* **Source extract**
________________________________________

Continued Core Atmospheric and Snow Measurements at the Summit, Greenland Environmental Observatory (Neumann)

PI Institute/Department Email
Neumann, Thomas
National Aeronautical and Space Administration, Goddard Space Flight Center
Award#(s)
ICESat
Funding Agency
US\Federal\NASA
Program Manager Funding Agency Email
Wagner, Dr. Thomas
NASA
Discipline(s)
Cryosphere
Science Summary

This NASA award supports the continuation and expansion of long-term measurements of the Arctic atmosphere, snow, and other Earth system components at the Summit, Greenland, Environmental Observatory (GEOSummit). The original measurement program began in 2003. Year-round measurements with at least 10 years in duration are required to observe and quantify the roles of large-scale, multiyear oscillations in oceanic and atmospheric circulation (e.g., Arctic Oscillation), snow accumulation, firn densification, and ice flow effects. The "Broader Impacts" of these observations are numerous and include the potential to transform understanding of the role of natural and anthropogenic aerosols in climate forcing, to improve climate models and the prediction of future Arctic environmental change, provide ground calibration for satellite measurements of ice sheet elevation, and to enhance the interpretation of ice core records of paleo-environmental variability.

________________________________________

* **Aim 1**
According to the GEOSummit project summary, which factors require year-round measurements of at least 10 years in duration to observe and quantify their roles?
* **Aim 2**
Could you quote the part of the GEOSummit project summary that opens with the words containing "PI Institute/Department Email" and closes with "Discipline(s)"?

* **Provided data**

________________________________________

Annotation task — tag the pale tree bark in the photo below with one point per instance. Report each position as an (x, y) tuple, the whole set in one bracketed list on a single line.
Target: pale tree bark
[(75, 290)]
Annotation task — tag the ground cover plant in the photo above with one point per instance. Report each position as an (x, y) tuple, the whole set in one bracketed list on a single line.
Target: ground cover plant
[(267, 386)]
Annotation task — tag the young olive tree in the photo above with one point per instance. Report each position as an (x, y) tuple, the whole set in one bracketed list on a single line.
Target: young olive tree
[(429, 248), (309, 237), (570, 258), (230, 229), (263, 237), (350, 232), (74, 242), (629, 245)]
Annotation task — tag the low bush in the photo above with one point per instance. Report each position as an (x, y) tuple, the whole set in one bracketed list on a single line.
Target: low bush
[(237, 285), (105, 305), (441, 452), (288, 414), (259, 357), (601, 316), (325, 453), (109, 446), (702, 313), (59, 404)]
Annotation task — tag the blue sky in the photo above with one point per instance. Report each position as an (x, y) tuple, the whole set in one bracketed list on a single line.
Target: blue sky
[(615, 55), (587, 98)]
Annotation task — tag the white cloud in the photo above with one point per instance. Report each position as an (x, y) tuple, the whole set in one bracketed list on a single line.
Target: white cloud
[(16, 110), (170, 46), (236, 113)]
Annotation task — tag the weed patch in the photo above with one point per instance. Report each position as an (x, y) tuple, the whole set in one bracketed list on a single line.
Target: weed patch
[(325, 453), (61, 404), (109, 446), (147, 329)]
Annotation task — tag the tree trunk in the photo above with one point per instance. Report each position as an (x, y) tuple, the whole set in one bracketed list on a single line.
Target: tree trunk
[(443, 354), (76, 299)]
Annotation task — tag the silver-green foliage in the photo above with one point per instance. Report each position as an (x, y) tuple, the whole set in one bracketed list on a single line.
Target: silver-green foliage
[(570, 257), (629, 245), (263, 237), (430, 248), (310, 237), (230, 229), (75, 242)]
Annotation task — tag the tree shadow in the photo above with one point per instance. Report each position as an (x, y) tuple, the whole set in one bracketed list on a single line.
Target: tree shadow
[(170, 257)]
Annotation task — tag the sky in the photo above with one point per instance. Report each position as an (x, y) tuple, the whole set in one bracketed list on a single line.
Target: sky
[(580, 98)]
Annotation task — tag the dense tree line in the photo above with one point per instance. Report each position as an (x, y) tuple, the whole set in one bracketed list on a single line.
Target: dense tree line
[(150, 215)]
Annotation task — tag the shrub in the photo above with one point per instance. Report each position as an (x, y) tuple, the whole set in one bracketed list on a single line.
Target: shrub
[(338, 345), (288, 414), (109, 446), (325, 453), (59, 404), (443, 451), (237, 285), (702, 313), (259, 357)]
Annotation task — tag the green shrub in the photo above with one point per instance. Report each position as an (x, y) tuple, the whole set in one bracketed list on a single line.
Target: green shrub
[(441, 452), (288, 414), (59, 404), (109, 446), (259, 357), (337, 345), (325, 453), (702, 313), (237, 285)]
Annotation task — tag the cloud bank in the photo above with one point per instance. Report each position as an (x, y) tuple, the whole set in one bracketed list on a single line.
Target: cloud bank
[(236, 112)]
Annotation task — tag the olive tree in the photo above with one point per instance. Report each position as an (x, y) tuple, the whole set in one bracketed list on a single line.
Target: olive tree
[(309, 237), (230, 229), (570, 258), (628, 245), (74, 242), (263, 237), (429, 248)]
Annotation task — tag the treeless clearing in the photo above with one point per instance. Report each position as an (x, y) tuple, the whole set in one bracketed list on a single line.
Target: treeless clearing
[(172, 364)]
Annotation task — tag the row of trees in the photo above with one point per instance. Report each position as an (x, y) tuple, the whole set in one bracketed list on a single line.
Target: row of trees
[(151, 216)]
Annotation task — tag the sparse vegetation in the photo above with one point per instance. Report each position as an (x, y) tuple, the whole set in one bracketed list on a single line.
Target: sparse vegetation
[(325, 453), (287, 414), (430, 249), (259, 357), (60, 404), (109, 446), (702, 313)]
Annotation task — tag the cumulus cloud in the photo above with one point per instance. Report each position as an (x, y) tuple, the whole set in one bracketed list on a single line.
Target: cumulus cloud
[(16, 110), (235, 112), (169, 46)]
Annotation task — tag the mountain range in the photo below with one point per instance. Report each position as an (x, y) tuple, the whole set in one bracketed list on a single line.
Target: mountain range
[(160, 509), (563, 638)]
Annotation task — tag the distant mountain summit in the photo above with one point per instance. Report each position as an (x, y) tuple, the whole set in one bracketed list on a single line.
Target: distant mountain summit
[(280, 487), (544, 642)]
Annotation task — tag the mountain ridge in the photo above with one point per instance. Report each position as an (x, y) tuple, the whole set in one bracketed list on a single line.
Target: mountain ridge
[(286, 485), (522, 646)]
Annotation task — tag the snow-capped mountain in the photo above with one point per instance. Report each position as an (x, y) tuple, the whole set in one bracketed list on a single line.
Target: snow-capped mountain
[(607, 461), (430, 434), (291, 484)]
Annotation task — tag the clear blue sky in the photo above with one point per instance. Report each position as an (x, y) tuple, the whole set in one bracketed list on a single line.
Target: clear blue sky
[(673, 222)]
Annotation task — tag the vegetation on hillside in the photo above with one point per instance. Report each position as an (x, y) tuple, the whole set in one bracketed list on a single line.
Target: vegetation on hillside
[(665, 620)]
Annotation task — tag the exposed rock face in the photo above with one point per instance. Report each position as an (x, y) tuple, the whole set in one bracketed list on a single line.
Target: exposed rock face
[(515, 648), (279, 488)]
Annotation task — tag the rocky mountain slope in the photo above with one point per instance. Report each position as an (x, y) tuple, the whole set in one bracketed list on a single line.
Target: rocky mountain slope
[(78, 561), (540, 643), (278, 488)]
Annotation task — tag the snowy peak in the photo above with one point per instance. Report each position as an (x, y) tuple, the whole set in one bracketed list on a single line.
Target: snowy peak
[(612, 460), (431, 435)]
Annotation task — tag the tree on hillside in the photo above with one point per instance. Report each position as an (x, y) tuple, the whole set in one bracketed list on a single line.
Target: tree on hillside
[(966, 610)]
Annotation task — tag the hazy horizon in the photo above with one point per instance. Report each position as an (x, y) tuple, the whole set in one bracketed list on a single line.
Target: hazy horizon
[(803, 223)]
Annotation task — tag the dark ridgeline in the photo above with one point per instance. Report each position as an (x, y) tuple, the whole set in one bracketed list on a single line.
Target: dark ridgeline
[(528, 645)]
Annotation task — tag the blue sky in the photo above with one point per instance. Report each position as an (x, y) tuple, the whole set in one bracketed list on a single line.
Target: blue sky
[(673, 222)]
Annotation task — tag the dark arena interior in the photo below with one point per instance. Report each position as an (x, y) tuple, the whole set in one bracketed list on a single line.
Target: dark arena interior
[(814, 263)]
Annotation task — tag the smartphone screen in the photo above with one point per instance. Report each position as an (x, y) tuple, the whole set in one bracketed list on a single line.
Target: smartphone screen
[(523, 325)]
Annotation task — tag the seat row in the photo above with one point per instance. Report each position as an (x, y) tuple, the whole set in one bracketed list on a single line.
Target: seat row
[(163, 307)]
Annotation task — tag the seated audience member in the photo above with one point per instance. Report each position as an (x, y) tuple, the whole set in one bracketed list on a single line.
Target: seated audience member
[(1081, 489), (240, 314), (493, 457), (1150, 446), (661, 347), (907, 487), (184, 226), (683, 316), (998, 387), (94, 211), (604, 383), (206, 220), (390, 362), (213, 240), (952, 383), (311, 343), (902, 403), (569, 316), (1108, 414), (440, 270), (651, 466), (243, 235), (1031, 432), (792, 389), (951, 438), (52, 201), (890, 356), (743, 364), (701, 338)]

________________________________________

* **Problem solution 1**
- Large-scale, multiyear oscillations in oceanic and atmospheric circulation (e.g., Arctic Oscillation)
- Snow accumulation
- Firn densification
- Ice flow effects

* **Problem solution 2**
PI Institute/Department Email
Neumann, Thomas
National Aeronautical and Space Administration, Goddard Space Flight Center
Award#(s)
ICESat
Funding Agency
US\Federal\NASA
Program Manager Funding Agency Email
Wagner, Dr. Thomas
NASA
Discipline(s)